**Prompt:** Extract from the raw records every line that contains the string "person", and copy each one in full.

Raw records:
━━━━━━━━━━━━━━━━━━━━━━━━━━━━━━

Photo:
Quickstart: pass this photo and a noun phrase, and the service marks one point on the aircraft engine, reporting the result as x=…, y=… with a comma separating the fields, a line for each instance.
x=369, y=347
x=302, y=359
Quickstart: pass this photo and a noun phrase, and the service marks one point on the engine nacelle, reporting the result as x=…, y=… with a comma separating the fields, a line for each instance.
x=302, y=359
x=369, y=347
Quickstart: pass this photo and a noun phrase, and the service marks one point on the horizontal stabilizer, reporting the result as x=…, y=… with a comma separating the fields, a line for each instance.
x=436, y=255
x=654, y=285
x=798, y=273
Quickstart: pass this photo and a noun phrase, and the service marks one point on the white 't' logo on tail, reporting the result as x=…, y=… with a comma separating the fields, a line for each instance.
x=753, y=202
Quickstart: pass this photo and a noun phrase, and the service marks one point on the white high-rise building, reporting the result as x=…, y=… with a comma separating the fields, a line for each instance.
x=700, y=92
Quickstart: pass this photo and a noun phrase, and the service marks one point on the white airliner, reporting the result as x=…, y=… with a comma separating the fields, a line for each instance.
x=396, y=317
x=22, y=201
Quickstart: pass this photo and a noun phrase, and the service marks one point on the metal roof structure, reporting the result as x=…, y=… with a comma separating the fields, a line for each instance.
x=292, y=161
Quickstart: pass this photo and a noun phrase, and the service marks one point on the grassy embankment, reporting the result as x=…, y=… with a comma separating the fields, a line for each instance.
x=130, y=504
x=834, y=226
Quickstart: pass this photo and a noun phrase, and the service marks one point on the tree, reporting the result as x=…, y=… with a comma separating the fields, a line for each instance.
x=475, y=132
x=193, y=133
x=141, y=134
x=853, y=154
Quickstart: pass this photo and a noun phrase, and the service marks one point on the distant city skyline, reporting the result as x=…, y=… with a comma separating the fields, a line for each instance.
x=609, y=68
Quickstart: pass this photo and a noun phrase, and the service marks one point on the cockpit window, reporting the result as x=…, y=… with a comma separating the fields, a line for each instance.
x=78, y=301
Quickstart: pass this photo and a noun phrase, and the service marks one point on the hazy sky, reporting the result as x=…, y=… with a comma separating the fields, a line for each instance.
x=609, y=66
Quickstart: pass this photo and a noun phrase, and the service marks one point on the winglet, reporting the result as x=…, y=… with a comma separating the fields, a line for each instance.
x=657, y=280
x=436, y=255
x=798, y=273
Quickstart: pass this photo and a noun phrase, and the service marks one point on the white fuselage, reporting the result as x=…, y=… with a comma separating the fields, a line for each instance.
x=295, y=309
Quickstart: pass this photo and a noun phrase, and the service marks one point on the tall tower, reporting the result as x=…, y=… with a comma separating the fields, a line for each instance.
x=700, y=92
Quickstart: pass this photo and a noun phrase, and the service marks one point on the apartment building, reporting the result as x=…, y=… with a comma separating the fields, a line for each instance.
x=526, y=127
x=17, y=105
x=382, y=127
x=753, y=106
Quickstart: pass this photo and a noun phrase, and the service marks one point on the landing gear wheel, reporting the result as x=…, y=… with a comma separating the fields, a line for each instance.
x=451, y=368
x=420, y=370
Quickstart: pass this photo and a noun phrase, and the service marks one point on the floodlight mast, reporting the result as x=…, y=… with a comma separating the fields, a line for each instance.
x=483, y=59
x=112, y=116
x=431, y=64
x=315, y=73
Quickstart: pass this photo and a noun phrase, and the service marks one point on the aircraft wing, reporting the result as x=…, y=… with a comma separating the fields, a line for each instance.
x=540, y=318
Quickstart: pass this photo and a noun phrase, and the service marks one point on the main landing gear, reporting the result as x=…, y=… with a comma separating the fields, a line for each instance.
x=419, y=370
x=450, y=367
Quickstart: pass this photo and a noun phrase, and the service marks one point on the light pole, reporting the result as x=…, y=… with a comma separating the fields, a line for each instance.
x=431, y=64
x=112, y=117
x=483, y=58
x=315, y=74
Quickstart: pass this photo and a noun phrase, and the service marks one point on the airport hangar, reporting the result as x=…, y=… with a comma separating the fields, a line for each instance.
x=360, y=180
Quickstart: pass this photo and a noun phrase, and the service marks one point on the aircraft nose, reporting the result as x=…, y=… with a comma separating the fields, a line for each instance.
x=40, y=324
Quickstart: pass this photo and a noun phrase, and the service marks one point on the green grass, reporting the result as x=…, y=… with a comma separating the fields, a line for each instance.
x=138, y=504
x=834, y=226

━━━━━━━━━━━━━━━━━━━━━━━━━━━━━━

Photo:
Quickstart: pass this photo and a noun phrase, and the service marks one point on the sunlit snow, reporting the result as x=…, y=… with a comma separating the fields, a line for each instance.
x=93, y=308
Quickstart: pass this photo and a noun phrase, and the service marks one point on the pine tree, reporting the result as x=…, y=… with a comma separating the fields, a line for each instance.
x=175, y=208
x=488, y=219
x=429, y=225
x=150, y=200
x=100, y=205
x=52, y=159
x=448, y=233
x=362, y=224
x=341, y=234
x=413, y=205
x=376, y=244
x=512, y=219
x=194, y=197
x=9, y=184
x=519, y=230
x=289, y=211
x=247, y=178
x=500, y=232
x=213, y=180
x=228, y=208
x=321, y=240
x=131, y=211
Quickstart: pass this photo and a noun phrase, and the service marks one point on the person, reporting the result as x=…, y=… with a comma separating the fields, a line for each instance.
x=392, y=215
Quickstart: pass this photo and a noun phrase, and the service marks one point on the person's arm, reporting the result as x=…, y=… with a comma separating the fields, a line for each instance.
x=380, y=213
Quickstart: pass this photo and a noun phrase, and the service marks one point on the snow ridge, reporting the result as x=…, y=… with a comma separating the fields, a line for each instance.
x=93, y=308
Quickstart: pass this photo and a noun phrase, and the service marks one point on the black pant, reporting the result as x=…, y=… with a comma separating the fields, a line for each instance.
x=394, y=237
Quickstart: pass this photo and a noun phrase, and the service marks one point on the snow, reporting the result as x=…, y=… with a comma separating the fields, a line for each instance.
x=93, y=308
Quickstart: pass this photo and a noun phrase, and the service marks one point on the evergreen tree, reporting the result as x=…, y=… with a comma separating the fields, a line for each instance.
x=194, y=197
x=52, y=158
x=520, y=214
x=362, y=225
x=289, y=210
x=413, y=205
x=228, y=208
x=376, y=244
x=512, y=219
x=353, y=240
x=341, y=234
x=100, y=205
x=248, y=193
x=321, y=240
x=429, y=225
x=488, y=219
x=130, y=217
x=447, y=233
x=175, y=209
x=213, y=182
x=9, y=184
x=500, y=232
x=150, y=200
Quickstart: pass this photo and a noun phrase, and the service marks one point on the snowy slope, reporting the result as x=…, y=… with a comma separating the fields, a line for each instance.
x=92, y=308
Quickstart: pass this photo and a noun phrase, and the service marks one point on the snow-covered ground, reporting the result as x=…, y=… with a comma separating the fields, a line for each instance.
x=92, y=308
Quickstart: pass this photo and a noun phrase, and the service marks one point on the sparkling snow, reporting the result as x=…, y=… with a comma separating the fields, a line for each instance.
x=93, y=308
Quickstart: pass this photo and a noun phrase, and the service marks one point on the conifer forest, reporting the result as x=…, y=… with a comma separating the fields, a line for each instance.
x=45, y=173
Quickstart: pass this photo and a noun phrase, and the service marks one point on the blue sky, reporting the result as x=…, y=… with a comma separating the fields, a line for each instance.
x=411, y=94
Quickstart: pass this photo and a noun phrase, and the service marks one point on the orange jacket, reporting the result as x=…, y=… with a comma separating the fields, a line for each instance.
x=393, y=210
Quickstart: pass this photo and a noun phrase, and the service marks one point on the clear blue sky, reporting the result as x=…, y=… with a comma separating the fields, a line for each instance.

━━━━━━━━━━━━━━━━━━━━━━━━━━━━━━

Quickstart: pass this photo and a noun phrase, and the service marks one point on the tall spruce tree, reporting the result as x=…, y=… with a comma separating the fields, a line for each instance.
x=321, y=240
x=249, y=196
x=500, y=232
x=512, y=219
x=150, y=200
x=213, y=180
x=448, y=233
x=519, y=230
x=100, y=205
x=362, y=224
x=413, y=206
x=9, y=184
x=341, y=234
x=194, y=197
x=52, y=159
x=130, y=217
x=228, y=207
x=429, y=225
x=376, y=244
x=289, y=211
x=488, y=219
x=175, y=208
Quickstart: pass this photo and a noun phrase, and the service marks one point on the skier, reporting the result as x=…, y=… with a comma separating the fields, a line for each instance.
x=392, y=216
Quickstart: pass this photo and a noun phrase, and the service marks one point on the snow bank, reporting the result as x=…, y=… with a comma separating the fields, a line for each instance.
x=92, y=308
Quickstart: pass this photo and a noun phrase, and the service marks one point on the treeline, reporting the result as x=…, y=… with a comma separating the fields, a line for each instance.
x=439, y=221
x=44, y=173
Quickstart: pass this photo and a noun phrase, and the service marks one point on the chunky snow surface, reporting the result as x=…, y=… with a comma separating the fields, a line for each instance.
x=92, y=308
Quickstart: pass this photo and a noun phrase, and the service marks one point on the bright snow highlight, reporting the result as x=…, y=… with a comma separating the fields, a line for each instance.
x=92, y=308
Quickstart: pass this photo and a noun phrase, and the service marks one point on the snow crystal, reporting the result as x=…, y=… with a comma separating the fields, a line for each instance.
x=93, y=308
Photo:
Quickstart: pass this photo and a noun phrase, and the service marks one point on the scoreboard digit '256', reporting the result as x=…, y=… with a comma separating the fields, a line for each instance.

━━━━━━━━━━━━━━━━━━━━━━━━━━━━━━

**Finished answer:**
Quickstart: pass this photo and a noun phrase, and the service marks one point on the person, reporting the result as x=…, y=… with a comma separating the fields, a line for each instance.
Quickstart: pass this photo and a noun phrase, and the service marks one point on the person's arm, reporting the result as x=…, y=… with a comma separating the fields, a line for each instance.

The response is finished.